WHAT NEEDS TO BE DONE :: Rewrite the lines below as a numbered list, omitting any blank lines.

START DATA SHOWN

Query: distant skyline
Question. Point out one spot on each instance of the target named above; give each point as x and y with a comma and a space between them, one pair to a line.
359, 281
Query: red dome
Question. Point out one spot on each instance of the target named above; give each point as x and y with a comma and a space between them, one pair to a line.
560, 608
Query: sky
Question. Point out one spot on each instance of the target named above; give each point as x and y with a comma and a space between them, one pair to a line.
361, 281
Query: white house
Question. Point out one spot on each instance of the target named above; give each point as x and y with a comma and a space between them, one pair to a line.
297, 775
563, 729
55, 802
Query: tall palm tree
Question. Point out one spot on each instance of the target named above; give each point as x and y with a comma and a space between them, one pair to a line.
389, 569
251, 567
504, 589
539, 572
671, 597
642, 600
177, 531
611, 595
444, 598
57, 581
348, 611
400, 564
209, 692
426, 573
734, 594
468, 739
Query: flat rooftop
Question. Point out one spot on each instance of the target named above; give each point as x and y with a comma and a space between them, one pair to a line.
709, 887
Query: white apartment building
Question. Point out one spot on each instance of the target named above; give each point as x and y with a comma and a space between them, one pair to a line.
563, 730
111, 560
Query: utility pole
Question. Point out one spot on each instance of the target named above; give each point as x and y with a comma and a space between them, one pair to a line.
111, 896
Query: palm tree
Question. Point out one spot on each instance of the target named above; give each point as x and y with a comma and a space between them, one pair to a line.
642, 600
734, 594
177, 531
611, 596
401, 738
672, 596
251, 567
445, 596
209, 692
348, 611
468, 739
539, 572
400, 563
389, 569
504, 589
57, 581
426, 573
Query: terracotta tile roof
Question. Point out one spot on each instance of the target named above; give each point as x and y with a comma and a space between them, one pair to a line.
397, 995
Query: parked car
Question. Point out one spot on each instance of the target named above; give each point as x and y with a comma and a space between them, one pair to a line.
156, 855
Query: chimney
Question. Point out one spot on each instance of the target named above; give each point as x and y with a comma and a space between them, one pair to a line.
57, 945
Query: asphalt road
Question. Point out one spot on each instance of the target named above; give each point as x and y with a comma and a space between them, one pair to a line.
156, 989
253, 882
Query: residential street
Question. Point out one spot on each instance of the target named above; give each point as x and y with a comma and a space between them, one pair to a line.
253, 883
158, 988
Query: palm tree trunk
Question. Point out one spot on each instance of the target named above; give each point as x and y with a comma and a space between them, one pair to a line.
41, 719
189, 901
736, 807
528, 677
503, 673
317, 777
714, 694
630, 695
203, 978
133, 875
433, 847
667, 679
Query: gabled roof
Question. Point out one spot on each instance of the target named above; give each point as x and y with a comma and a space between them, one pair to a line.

END DATA SHOWN

THE COMPLETED TASK ::
1. Query: distant skyline
2. Question. Point out one spot on each instance of the target named above; give each point as x and y with a comma and a space between them, one pair to a line.
3. 359, 281
4. Query: red dome
5. Question. Point out one spot on each instance of the target named above; give each point as x and y with a comma and a space between them, one pair to a line.
6. 560, 608
7. Query: sky
8. Question. Point out one spot on each instance of the target named above; give each point as x and y with a comma and a space between them, one pair to a line.
9. 361, 281
10. Query: white house
11. Question. Point out one spot on each instance of the target named above; give each point as x and y with a comma and a space between them, one pair to a line.
12. 297, 775
13. 563, 729
14. 55, 802
15. Query: tall palm tree
16. Question. Point out one spot on each instance of the target named above; give each point as x and y with a comma and a space between them, one pair to a line.
17. 389, 569
18. 251, 567
19. 504, 589
20. 539, 572
21. 671, 597
22. 642, 600
23. 177, 531
24. 611, 595
25. 444, 598
26. 57, 581
27. 348, 611
28. 400, 564
29. 209, 692
30. 426, 573
31. 734, 594
32. 468, 739
33. Query: flat rooftop
34. Question. Point out one spot on each instance of the target named above; give each point as x and y with a comma and a space between them, one pair to a line.
35. 709, 887
36. Query: white apartment building
37. Question. Point out one spot on each instance of the target named above; give each point as x and y with a comma and a space between them, one pair to a line.
38. 563, 730
39. 111, 560
40. Query: utility pole
41. Question. Point out one spot on each instance of the target named above; give each point as x and y with a comma and a space between them, one pair to a line.
42. 111, 896
43. Query: palm tree
44. Question. Point out one spot on each instance of the target named above; give each point as x and y with a comma and a space between them, one pair to a line.
45. 642, 600
46. 734, 594
47. 177, 531
48. 611, 596
49. 401, 738
50. 672, 596
51. 251, 567
52. 445, 596
53. 209, 692
54. 348, 611
55. 468, 739
56. 539, 572
57. 400, 563
58. 389, 569
59. 504, 589
60. 57, 581
61. 426, 573
62. Query: terracotta tile roof
63. Question. Point out one spot on each instance of the target named above; give each point as x and y with a comma and a space between them, one pair to a line.
64. 397, 995
65. Query: parked car
66. Question. Point out one spot on each instance of the target named above; give each point as x and y with a comma and a space between them, one pair to a line.
67. 156, 855
68. Query: chimney
69. Question. Point out one spot on each instance of the target named above; give each point as x and y with a comma and a space between them, one pair to a line.
70. 57, 945
71. Query: asphalt road
72. Question. Point out one spot on each instance of the target named above; give each point as x and y with a comma and a space between them, one pair to a line.
73. 156, 989
74. 253, 882
75. Query: residential street
76. Question. Point out one spot on each instance of the target named above; give each point as x and y with a comma and a space between them, one pair to a line.
77. 253, 883
78. 158, 988
79. Query: palm tree trunk
80. Question. Point out one spot on each instance of the target named above; give each point as x and y with a comma and a space between them, one pair to a line.
81. 41, 719
82. 189, 901
83. 736, 807
84. 528, 677
85. 503, 673
86. 317, 777
87. 714, 694
88. 630, 695
89. 203, 978
90. 133, 875
91. 433, 847
92. 667, 679
93. Query: gabled roof
94. Question. Point out one spot on each instance of the target named above; give each point as x and y with a comma and a space between them, one pair to a line.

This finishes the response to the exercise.